## What this exercise asks
[1] Please decide whether each statement below agrees with the Cervantes passage, answering yes or no for each and quoting the deciding words of the text. (a) The affirmations gathered by Rodríguez Marín ran into trouble with inquisitorial censorship. (b) The sentence from Saint Paul comes from the First Epistle to the Corinthians 13.3. (c) The text states agreement with Américo Castro.
[2] Filter the records down to every line that contains the string "spire". Case counts.

── Page excerpt

Somewhat surprised, Francisco Rodríguez Marín concluded a brief
study entitled "Cervantes y la Inquisición" by confessing:
"no
acierto a explicarme en qué pecó Cervantes para que mandaran
borrar en su libro un concepto que de San Pablo acá viene
corriendo como verdad palmaria" [I am unable to explain what sin
Cervantes may have committed that led to the order of erasing
from his book a concept that was so common from Saint Paul on
that it came to constitute a self-evident truth] (p. 338). Thus,
Rodríguez Marín’s aticle gathered together a series of similar
affirmations from the pen of authors such as Francisco de Osuna,
Bernardino de Laredo, Alonso de Orozco, Jerónimo Gracián, etc.,
that refer to Christian charity, but which had no problems with
inquisitorial censorship. But Rodríguez Marín forces his
argument a bit, since all of these quotes, as he himself notes
in his conclusion, deal principally with charity according to
Saint Paul’s sentence in the First Epistle to the Corinthians
13.3: "et si distribuero in cibos pauperum omnes facultates meas
et si tradidero corpus meum ut ardeam caritatem autem non
habuero nihil mihi prodest" ("And if I give all I possess to the
poor and surrender my body to the flames, but have not love, I
gain nothing"). That is to say, they point out that good deeds
done without the Christian virtue of charity are of no use for
future life, and they do not touch on what appears to us to be
the crux of the affirmation by Cervantes’s duchess: the
condemnation of acting "in a lukewarm and halfhearted way" in
matters of Christian praxis.
We will leave without
comment the question of the irony involved in applying a
theological subtelty to the lashings that Sancho must inflict
upon himself in order to disenchant Dulcinea, even though
Cervantes is surely playing entirely upon it. On this point we
agree with Américo Castro:
No creo que Cervantes tuviera
ninguna intención complicada al escribir la frase que tan
peligrosa juzgó el Santo Oficio; el que se encuentre en el
Quijote está, sin embargo, de acuerdo con el carácter íntimo y
antivulgar del cristianismo de Cervantes, con el hecho de su
predilección por el Apóstol San Pablo y con el abolengo
erasmista de su religiosidad. (Hacia Cervantes, 219)

────
── Entries supplied

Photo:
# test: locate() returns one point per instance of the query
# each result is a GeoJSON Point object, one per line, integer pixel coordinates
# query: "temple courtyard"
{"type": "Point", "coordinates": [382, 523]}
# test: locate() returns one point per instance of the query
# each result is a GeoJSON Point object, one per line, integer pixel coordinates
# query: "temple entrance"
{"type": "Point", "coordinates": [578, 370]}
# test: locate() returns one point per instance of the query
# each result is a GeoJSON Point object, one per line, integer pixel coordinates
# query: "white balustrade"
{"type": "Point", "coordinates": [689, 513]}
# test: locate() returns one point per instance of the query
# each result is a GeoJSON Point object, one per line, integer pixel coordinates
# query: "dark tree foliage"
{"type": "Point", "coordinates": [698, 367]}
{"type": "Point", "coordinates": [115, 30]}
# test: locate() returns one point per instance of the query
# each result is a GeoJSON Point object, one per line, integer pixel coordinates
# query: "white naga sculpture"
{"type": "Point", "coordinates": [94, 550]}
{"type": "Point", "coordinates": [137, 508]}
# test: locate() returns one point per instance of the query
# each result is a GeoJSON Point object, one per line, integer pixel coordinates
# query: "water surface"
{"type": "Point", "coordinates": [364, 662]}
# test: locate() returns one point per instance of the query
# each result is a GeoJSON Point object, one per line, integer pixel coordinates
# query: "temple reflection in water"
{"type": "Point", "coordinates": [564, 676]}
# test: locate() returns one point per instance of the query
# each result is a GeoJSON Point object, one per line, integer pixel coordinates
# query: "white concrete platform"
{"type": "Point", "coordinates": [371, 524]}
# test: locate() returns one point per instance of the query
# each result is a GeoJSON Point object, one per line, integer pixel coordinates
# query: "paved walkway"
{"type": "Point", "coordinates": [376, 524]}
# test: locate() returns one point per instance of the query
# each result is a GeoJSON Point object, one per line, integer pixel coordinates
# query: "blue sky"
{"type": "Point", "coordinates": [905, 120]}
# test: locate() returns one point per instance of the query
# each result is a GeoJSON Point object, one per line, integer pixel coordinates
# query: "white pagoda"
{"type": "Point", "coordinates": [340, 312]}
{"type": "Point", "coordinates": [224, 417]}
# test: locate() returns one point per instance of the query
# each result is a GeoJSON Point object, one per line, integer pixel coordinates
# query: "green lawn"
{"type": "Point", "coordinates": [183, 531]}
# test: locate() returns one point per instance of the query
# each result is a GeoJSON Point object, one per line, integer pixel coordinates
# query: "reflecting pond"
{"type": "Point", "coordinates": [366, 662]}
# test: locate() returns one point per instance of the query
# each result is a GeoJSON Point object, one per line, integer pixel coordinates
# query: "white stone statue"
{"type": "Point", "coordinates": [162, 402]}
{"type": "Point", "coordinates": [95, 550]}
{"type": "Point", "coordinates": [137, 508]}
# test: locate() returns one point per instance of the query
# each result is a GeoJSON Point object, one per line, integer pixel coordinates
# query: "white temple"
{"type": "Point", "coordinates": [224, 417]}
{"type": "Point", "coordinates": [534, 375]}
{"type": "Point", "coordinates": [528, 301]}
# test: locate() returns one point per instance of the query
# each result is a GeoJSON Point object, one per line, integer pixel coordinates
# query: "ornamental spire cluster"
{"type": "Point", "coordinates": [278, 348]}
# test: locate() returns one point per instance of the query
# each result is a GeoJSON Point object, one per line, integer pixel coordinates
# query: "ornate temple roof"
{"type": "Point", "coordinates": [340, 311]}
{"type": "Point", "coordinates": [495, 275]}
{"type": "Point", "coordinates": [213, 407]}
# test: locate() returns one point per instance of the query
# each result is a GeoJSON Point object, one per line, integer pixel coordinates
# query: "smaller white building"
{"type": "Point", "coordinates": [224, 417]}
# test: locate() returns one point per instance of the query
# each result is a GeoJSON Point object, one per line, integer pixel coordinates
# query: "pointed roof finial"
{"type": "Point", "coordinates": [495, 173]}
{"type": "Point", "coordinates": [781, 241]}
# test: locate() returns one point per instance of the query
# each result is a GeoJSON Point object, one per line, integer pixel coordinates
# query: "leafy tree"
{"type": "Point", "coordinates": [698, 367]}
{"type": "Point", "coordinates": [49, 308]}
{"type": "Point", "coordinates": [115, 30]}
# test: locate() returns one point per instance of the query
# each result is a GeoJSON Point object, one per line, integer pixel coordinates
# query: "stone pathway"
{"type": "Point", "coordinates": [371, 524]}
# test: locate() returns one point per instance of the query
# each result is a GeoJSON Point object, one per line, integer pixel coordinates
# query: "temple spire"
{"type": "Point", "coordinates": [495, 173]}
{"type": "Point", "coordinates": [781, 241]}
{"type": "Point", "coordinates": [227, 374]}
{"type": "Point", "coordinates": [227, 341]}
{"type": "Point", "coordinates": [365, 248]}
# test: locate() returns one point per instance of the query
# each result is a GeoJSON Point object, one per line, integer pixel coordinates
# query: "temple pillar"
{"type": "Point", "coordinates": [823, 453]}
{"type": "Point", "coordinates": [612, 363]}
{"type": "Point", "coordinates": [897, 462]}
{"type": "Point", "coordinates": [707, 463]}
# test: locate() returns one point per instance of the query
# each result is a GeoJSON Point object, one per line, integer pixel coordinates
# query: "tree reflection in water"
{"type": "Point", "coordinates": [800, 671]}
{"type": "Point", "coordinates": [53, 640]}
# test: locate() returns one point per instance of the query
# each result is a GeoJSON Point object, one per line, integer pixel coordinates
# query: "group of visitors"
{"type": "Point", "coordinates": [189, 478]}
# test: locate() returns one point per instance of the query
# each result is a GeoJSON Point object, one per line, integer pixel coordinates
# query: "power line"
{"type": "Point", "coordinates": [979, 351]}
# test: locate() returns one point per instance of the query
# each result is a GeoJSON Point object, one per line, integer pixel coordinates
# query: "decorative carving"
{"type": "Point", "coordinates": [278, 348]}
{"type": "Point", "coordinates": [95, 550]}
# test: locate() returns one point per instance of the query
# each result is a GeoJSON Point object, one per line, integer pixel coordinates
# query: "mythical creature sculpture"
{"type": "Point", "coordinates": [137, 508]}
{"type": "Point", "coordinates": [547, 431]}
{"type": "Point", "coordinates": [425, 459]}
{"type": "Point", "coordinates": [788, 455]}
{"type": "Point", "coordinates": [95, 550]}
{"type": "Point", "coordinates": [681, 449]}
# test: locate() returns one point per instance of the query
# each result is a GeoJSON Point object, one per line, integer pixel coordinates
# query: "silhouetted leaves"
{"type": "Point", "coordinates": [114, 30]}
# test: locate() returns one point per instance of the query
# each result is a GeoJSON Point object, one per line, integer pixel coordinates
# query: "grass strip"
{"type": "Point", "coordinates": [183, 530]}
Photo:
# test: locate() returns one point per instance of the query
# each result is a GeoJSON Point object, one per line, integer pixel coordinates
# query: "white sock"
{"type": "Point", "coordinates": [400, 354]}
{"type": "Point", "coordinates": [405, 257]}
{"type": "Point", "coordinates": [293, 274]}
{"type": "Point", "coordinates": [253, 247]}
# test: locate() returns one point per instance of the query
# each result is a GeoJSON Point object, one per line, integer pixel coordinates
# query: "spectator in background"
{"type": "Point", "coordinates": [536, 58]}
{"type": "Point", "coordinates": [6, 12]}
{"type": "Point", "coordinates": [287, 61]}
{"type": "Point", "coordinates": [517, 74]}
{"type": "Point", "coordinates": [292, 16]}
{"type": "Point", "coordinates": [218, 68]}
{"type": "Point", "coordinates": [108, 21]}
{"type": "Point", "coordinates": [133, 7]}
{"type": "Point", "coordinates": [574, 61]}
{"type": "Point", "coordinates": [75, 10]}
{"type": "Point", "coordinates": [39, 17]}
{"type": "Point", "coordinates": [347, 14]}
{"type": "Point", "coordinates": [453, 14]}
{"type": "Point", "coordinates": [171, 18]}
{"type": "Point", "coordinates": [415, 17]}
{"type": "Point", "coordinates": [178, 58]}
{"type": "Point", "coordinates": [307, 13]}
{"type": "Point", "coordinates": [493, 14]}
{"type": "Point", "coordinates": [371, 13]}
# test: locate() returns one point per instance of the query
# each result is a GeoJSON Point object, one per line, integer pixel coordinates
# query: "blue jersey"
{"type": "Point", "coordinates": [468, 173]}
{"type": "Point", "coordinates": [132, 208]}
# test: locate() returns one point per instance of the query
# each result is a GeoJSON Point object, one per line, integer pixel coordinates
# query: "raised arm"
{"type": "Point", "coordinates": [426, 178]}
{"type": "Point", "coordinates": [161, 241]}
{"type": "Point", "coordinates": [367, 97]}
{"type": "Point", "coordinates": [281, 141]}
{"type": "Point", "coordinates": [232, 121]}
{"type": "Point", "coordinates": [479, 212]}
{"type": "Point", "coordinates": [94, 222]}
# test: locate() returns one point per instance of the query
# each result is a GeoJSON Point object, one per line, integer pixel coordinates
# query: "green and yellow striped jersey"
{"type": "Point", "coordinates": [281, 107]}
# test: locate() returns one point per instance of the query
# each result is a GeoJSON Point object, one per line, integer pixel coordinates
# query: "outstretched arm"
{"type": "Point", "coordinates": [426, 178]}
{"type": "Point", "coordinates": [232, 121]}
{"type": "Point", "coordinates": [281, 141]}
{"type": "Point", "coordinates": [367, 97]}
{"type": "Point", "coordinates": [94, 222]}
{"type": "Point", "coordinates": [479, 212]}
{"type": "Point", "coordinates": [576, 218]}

────

## Task-by-task outputs
[1]
(a) No: "but which had no problems with inquisitorial censorship"
(b) Yes: "the First Epistle to the Corinthians 13.3"
(c) Yes: "On this point we agree with Américo Castro"

[2]
# query: "ornamental spire cluster"
# query: "temple spire"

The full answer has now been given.